# Document segment
===============

Laser Doppler imaging of reactive hyperemia exposes blood flow deficits in a rat model of experimental limb ischemia.

The primary pathophysiology of peripheral artery occlusive disease is associated with impaired perfusion to the lower extremities. The lack of effective pharmacologic agents to treat this disease emphasizes the need for well-characterized animal models that can be used to evaluate the efficacy of emerging therapies. A major limitation with the current animal models of peripheral artery occlusive disease is that the variety of surgical methods employed to reduce peripheral blood flow produce differences in the severity and time course of the resting and reserve blood flow deficits. Furthermore, the methods used to evaluate the restoration of peripheral flow are often not suitable for serial measurements. This study used laser Doppler imaging to serially evaluate resting blood flow and the development of a functional collateral circulation after the induction of hind limb ischemia in the rat. Reserve blood flow was assessed by measuring hyperemic blood flow in the hind paw after temporary arterial occlusion. The magnitude of the hyperemic response was found to be dependent upon both the duration of arterial occlusion and the measurement time after release of the occluder. After ligation of the common iliac artery, but at a time when resting blood flow was reestablished, hyperemic tests unmasked a sustained deficit in reserve blood flow capacity that persisted for at least 14 days. Therefore, the use of a noninvasive vascular occluder and laser Doppler imaging represents a sensitive and consistent technique to measure peripheral blood flow status to assess the development of functional collateral vessels. These findings will enhance the ability to effectively study pharmacologic therapies aimed at promoting the growth and development of collateral vessels.

===============

# Task requirements
Answer these questions using the abstract on laser Doppler imaging of limb ischemia in the rat:
1. How was reserve blood flow assessed?
2. Which artery was ligated?
3. For how long did the deficit in reserve blood flow capacity persist?

# Raw data

===============

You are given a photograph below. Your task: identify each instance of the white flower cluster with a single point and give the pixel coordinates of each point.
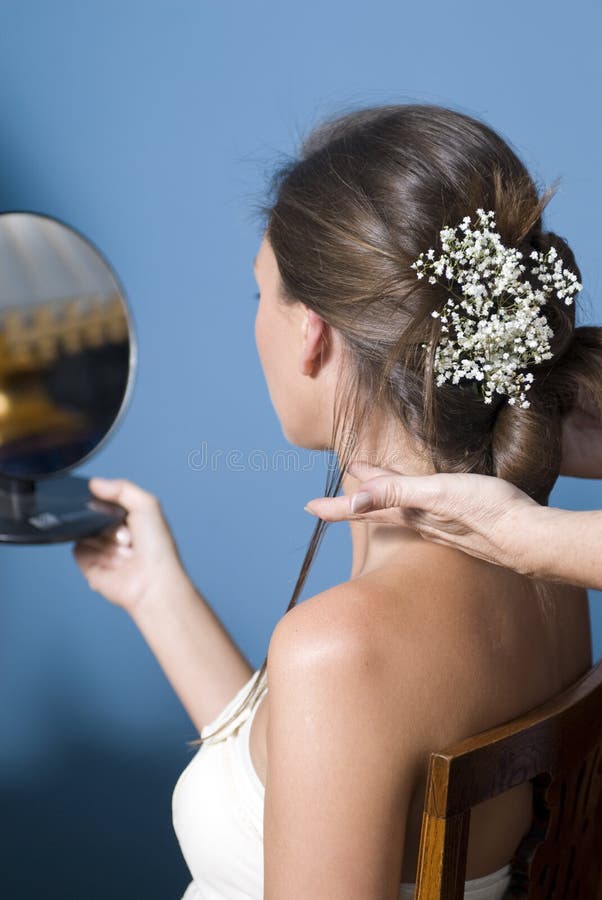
(495, 327)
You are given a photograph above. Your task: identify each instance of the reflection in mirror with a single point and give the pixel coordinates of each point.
(64, 347)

===============

# Written solution
1. By measuring hyperemic blood flow in the hind paw after temporary arterial occlusion.
2. The common iliac artery.
3. For at least 14 days.